Top of Provided records
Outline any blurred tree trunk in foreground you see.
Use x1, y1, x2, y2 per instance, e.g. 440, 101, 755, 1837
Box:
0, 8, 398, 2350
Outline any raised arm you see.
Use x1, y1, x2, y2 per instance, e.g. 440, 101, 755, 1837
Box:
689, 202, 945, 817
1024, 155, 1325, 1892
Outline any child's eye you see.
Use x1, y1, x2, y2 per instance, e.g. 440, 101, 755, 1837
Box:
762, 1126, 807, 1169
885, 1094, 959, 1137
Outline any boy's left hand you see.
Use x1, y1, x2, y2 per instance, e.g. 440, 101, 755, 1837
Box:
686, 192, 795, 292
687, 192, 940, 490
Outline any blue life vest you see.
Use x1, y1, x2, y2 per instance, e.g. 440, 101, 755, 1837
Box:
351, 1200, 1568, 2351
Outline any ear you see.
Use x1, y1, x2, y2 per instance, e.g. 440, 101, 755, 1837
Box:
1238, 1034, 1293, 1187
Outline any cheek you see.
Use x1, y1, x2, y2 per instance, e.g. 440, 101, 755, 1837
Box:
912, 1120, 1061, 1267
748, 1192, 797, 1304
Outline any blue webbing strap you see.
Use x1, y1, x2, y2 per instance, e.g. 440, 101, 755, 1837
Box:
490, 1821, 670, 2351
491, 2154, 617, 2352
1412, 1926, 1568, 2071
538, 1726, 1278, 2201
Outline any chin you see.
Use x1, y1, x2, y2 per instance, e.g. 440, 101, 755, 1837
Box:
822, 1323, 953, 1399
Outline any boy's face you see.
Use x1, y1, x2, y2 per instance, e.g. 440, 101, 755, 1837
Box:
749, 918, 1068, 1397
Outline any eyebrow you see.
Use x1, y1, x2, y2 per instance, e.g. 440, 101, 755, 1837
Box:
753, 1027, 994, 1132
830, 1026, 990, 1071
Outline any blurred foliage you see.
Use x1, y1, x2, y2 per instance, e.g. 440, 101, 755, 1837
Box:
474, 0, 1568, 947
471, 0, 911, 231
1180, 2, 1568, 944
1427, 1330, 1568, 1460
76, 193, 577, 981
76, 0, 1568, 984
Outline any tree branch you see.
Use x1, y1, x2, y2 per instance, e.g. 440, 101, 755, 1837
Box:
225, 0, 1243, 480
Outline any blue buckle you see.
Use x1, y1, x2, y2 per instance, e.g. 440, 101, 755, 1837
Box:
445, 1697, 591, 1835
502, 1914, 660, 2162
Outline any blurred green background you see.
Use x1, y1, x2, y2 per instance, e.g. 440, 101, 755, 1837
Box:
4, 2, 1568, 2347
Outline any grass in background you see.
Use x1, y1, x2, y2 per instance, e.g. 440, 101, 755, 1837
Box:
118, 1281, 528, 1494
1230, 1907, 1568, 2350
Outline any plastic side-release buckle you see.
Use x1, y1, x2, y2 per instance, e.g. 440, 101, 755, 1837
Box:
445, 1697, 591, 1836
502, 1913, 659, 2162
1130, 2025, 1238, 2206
Bottom of Provided records
**Your instructions:** What is needed is an exact copy of the lines from the start of the listing through the line where "Outline any plastic" sits, please, both end lines included and nothing more.

**Written response:**
Outline any blurred tree trunk in foreground you see.
Use x1, y1, x2, y2 per instance, e.g. 440, 101, 755, 1837
Box:
0, 8, 398, 2350
Outline any raised arm you see.
Use x1, y1, x2, y2 per instance, e.g. 440, 101, 755, 1837
Box:
689, 202, 945, 817
1024, 155, 1325, 1892
Outline any child's eye you see.
Use x1, y1, x2, y2 per instance, e.g. 440, 101, 755, 1837
Box:
762, 1126, 807, 1169
885, 1094, 959, 1137
Outline any boy's left hand you see.
Use x1, y1, x2, y2 per instance, e.g. 440, 101, 755, 1837
Box:
686, 192, 795, 292
687, 192, 940, 490
Outline any blue life vest you see.
Use x1, y1, x2, y2 per instance, e.g. 440, 101, 755, 1837
Box:
351, 1200, 1568, 2351
Outline any ear you see.
Use x1, y1, x2, y2 per instance, e.g. 440, 101, 755, 1837
Box:
1238, 1034, 1293, 1187
Outline any cheek you see.
Use x1, y1, x2, y2 per instance, e.g. 440, 101, 755, 1837
Box:
912, 1120, 1061, 1267
748, 1192, 797, 1304
Outline any blue webbing strap you see.
Use x1, y1, x2, y2 per instance, e.g. 440, 101, 755, 1837
Box:
490, 1821, 670, 2351
491, 2154, 617, 2352
1412, 1926, 1568, 2071
538, 1726, 1278, 2201
Outline any chin you see.
Use x1, y1, x2, y2 per instance, e.g. 440, 101, 755, 1837
Box:
822, 1323, 953, 1399
Outline any boy's face you see.
Use x1, y1, x2, y2 per instance, e.g. 440, 101, 755, 1837
Box:
749, 918, 1068, 1397
Outline any eyebrow you see.
Use x1, y1, x2, y2 per instance, e.g. 440, 101, 755, 1837
Box:
753, 1027, 994, 1132
830, 1026, 990, 1071
Outline any blurred foliage you see.
Use x1, y1, x2, y2 per instance, e.g. 440, 101, 755, 1837
Box:
474, 0, 1568, 947
471, 0, 911, 231
1180, 2, 1568, 944
1427, 1330, 1568, 1460
76, 193, 577, 981
76, 0, 1568, 984
Outline any tree branch you see.
Use x1, y1, x2, y2 per instance, e.g. 440, 101, 755, 1837
Box:
225, 0, 1243, 480
Outline any blue buckle you see.
Use x1, y1, x2, y2 per instance, e.g. 440, 101, 755, 1837
Box:
445, 1697, 591, 1835
502, 1914, 660, 2162
Outline any blurred green background you see.
Use x1, y1, x2, y2 per instance, e.g. 440, 101, 755, 1837
Box:
4, 2, 1568, 2347
Outline any grass in background you see.
Use x1, y1, x2, y2 per instance, e.g. 440, 101, 755, 1837
Box:
118, 1281, 528, 1494
1230, 1907, 1568, 2350
Outline any plastic side-release buckle you see.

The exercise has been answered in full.